• Passage
--

In this study, we screened for mutations in the FZD4 gene in 61 Chinese families with an autosomal dominant form of FEVR by using PCR amplification and sequence analysis of all coding regions and flanking intronic regions. Among the 61 families with an autosomal dominant form of FEVR, we identified three mutations in the FZD4 gene in three families, which accounted for 5% of all individuals (Supplementary table 2). Among these mutations, c.C205T(p.H69Y) was a known FZD4 mutation20. The other two were novel mutations, c.T1506delAC (p.T503fs) in patient 3027001 and c.G400T (p.E134*) in patient 3060001 (Fig. 1). Both mutations co-segregated with the disease phenotype of the respective families (Fig. 2) and were absent in 800 normal controls. We then compared these two variants with the dbSNP135, 1000 Genomes project, HapMap project, YH database and a house-keeping database, which was generated by our lab with 2600 whole exome sequencing data. Both mutations were absent in these databases. We checked for the p.E134* and p.T503fs mutations in the human gene mutation database (h ttp://www.hgmd.org/) and found that the mutation is novel. We also checked for the mutation in the newly available ExAC database of 63,000 control exomes (http://exac.broadinstitute.org/), and no variants were reported in these loci of the FZD4 gene.

Figure 1: Ocular and angiographic changes and mutations in the FZD4 gene in families with FEVR.
Figure 1

The individual ID and identified mutation are indicated at the top of each picture. Brush-like peripheral vessels were a typical sign of FEVR ((A,B) lower panel). Sequence chromatograms from patients and normal controls are shown in (C,D). Patient 3027001 carried a c.T1506delAC (p.T503fs) mutation (C), and patient 3060001 carried a c.G400T (p.E134*) mutation (D).

Figure 2: Pedigrees of families with autosomal dominant forms of FEVR who carried mutations identified in FZD4.

--

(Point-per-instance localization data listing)
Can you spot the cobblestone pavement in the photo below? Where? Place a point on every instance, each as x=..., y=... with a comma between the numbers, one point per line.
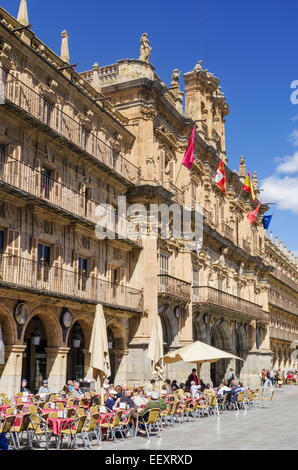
x=260, y=429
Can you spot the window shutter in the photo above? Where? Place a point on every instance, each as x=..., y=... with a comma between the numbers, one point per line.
x=37, y=176
x=13, y=247
x=122, y=276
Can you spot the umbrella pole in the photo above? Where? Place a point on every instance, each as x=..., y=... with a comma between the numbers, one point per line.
x=101, y=389
x=199, y=371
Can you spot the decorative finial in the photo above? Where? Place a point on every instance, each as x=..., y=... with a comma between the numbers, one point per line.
x=23, y=13
x=198, y=66
x=64, y=47
x=175, y=78
x=255, y=183
x=242, y=168
x=145, y=49
x=95, y=77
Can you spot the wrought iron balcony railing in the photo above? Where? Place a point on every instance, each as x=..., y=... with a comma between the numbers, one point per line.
x=224, y=301
x=35, y=105
x=178, y=194
x=284, y=302
x=49, y=190
x=173, y=287
x=285, y=279
x=18, y=272
x=282, y=334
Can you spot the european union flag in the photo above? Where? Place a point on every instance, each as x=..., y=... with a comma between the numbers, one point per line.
x=266, y=221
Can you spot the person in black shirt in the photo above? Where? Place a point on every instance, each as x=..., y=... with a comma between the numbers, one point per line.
x=24, y=388
x=126, y=399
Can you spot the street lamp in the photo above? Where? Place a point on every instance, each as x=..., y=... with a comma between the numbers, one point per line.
x=36, y=336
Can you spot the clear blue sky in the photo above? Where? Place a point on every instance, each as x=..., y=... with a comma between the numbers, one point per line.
x=253, y=49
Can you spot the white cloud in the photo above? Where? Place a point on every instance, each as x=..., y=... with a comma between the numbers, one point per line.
x=283, y=191
x=289, y=164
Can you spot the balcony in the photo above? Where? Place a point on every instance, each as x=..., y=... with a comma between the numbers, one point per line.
x=285, y=335
x=228, y=232
x=246, y=247
x=221, y=302
x=22, y=273
x=178, y=194
x=172, y=287
x=285, y=279
x=33, y=105
x=51, y=192
x=284, y=302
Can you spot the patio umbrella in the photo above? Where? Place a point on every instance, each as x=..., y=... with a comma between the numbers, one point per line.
x=100, y=360
x=2, y=355
x=155, y=349
x=198, y=352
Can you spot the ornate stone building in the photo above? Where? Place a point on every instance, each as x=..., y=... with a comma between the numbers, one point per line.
x=71, y=143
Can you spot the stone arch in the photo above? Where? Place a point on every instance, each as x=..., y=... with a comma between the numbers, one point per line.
x=86, y=323
x=170, y=326
x=51, y=325
x=8, y=325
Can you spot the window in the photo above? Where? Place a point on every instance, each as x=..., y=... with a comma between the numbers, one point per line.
x=45, y=182
x=47, y=109
x=43, y=262
x=87, y=200
x=2, y=157
x=83, y=137
x=1, y=243
x=3, y=76
x=196, y=279
x=82, y=266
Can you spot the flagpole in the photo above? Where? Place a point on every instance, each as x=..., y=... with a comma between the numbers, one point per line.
x=178, y=174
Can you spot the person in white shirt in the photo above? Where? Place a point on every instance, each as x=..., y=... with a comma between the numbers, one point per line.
x=223, y=389
x=194, y=389
x=139, y=399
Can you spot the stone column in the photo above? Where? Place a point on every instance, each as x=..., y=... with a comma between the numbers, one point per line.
x=10, y=380
x=88, y=371
x=56, y=367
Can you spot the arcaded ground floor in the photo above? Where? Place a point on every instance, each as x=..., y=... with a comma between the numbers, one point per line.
x=259, y=429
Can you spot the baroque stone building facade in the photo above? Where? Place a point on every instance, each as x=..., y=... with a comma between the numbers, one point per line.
x=71, y=143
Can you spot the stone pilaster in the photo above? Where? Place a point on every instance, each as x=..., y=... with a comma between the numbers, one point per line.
x=56, y=367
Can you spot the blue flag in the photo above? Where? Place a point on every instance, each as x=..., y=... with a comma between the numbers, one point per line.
x=266, y=221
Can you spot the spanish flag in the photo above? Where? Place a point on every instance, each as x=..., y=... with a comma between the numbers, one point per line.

--

• Directions
1. Answer these questions from the FEVR study passage:
(a) How many Chinese families with autosomal dominant FEVR were screened for FZD4 mutations?
(b) In how many normal controls were the two novel mutations absent?
(c) Which mutation did patient 3060001 carry?
2. Using the FEVR study passage, explain in one to three sentences on what basis p.E134* and p.T503fs were found to be novel.
3. Write the next part of the FEVR study passage, following on from its last line.

• Numbered responses
1.
(a) 61 families.
(b) 800 normal controls.
(c) c.G400T (p.E134*).

2. Both mutations were absent from dbSNP135, the 1000 Genomes project, the HapMap project, the YH database and the lab's database of 2600 whole exomes. A check of the human gene mutation database showed the mutation was novel, and the ExAC database reported no variants at these FZD4 loci.

3.
Figure 2

(A) In pedigree 3027, subjects 3027002, 3027003 and 3027004 were negative for FEVR according to angiogram analysis. Consistent with the clinical results, none of the subjects carried the c.T1506delAC mutation (Supplemental Fig. 1). Therefore, this mutation was a de novo mutation in patient 3027001. (B) In pedigree 3060, subject 3060002 exhibited normal eyesight and showed no FEVR like symptoms, but angiogram analysis revealed defective peripheral retinal vessel development and brush-like peripheral vessels in both eyes. Sequencing analysis showed that he carried one copy of the c.G400T (p.E134*) mutation. The patient’s mother did not carry this mutation.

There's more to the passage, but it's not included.